Excerpted passage —
COVID border war

Empower Wisconsin | Aug.3, 2020

By John Hinderaker, Power Line

Have shutdowns to slow the spread of the coronavirus done any good? I doubt it. My guess is that in future years–once President Trump is safely out of office–a consensus will emerge that the shutdowns that U.S. governors have imposed, like the governments of a number of European countries, were a disastrous policy error. I think history will conclude that the shutdowns turned a relatively mild epidemic into a relatively mild epidemic plus a catastrophic economic setback, with adverse health consequences that approached, and may even have exceeded, those of the virus.

In the ongoing debate over whether shutdowns have been useful, a comparison of Minnesota and Wisconsin is a valuable data point. These two adjoining states are of comparable population, demographics, history and geography. A Wisconsinite is basically a Minnesotan without the smugness.

On the coronavirus, the states parted company on May 13, when the Wisconsin Supreme Court struck down that state’s “Safer at Home” order. Minnesota, meanwhile, continued under a lockdown, eventually in modified form, to the present day. To an observer, the difference is obvious: Wisconsin is open for business. Minnesotans cross the St. Croix to eat out and hang out in the restaurants and bars on the Wisconsin side of the river. Wisconsin isn’t quite South Dakota, but compared with Minnesota it is a bastion of freedom.

Assignment 1 — According to the COVID border war article, on what date did the Wisconsin Supreme Court strike down the state's "Safer at Home" order?
Assignment 2 — Write the next paragraph of the COVID border war article, picking up after its final sentence.

Information supplied —
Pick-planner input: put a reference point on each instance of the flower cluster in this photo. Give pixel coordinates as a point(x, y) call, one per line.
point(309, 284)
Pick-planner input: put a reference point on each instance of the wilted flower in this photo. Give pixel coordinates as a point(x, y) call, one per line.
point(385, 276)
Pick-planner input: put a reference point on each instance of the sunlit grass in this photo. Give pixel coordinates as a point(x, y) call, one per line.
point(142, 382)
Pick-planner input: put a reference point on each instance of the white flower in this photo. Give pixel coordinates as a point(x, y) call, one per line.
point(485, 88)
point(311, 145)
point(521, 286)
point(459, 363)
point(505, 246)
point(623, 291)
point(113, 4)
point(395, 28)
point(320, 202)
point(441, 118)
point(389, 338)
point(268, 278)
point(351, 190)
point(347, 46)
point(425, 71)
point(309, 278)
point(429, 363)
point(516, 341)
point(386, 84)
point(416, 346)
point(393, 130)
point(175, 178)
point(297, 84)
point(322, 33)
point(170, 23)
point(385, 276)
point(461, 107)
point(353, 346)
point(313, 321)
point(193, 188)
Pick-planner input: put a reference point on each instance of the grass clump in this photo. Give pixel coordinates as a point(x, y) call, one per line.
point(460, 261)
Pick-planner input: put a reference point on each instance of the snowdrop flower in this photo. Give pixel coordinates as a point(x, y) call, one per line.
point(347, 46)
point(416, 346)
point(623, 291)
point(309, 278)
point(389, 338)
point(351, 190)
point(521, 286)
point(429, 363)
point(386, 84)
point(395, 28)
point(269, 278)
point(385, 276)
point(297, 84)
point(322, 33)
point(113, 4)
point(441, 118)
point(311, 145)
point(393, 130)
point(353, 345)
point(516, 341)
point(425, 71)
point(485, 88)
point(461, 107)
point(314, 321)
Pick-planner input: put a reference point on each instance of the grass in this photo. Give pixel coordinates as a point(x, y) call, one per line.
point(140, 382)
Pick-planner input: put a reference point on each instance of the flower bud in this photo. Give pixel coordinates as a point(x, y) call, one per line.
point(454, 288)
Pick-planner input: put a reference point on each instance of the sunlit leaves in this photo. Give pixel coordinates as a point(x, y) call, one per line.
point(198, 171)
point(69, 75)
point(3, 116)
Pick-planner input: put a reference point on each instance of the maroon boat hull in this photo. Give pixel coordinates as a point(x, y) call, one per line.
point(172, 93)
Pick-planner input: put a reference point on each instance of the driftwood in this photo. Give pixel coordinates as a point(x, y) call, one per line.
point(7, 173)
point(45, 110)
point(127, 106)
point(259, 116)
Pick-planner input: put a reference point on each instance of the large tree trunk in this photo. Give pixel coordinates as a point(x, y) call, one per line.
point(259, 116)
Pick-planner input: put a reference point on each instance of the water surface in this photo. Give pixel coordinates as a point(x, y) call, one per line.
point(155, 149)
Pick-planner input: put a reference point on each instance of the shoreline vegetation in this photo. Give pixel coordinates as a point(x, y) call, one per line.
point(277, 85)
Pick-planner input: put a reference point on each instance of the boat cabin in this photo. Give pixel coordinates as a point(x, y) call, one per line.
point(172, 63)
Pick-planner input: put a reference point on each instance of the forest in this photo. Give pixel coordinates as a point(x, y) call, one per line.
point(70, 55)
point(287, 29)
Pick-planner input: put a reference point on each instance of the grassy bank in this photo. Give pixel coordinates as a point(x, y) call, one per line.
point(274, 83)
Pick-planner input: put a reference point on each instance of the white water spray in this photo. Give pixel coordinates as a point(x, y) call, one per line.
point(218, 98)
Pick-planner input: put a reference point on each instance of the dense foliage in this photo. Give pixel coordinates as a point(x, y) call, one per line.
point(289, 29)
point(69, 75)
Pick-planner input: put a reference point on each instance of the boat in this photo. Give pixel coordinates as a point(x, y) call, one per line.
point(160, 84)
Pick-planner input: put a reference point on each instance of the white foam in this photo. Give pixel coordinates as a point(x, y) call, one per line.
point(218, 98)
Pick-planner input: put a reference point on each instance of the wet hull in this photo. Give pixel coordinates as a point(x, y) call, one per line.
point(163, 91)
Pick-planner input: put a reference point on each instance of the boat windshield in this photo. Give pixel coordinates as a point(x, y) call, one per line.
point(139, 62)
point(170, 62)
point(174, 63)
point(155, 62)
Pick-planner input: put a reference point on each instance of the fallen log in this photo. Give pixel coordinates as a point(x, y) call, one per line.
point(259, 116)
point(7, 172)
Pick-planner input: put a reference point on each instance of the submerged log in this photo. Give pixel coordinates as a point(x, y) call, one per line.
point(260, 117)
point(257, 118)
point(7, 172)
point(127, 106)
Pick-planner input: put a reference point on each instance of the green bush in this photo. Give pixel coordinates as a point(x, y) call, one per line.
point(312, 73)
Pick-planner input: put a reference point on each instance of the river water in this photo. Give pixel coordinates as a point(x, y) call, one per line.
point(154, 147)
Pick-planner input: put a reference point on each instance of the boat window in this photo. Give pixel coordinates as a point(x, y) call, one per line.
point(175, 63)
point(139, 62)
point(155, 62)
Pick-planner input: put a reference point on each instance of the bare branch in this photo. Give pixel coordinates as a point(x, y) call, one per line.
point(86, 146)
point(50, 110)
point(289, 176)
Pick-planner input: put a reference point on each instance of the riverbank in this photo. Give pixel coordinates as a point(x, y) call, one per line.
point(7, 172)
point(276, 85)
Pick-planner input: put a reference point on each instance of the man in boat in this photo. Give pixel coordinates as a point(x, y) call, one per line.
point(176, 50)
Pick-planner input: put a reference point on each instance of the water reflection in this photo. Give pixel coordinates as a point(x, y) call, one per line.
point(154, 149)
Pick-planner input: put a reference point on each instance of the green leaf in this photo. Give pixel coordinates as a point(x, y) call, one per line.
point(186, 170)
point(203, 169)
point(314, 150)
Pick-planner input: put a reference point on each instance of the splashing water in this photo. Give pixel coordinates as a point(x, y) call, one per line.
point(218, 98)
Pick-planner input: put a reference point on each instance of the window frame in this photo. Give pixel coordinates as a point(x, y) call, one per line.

Task output 1 — May 13

Task output 2 —
What happened when Wisconsin’s courts lifted that state’s shutdown order? My colleague John Phelan has the story. Liberals associated with Minnesota Gov. Tim Walz’s administration predicted a dire body count. Ken Martin is the Chairman of Minnesota’s DFL party, and Steve Sack is the editorial cartoonist for the DFL’s flagship newspaper, the Star Tribune:

Do cartoonists ever issue retractions or apologies? I suppose not. But Martin and Sack couldn’t have been more wrong. John Phelan picks up the story:

Figures from the Minnesota Department of Health and Wisconsin Department of Health Services show that, from May 14th to July 27th, Wisconsin suffered 472 Covid-19 deaths and Minnesota suffered 939, as seen on Figure 1. Again, given the two state’s broadly similar populations – 5.6 million in Minnesota and 5.8 million in Wisconsin – that means a much higher rate of Covid-19 deaths in our state as well as a much higher number. Indeed, between May 14th and July 27th, Wisconsin saw 81 Covid-19 deaths per million residents. In Minnesota, we saw 167 Covid-19 deaths per million residents – a rate 2.1 times higher.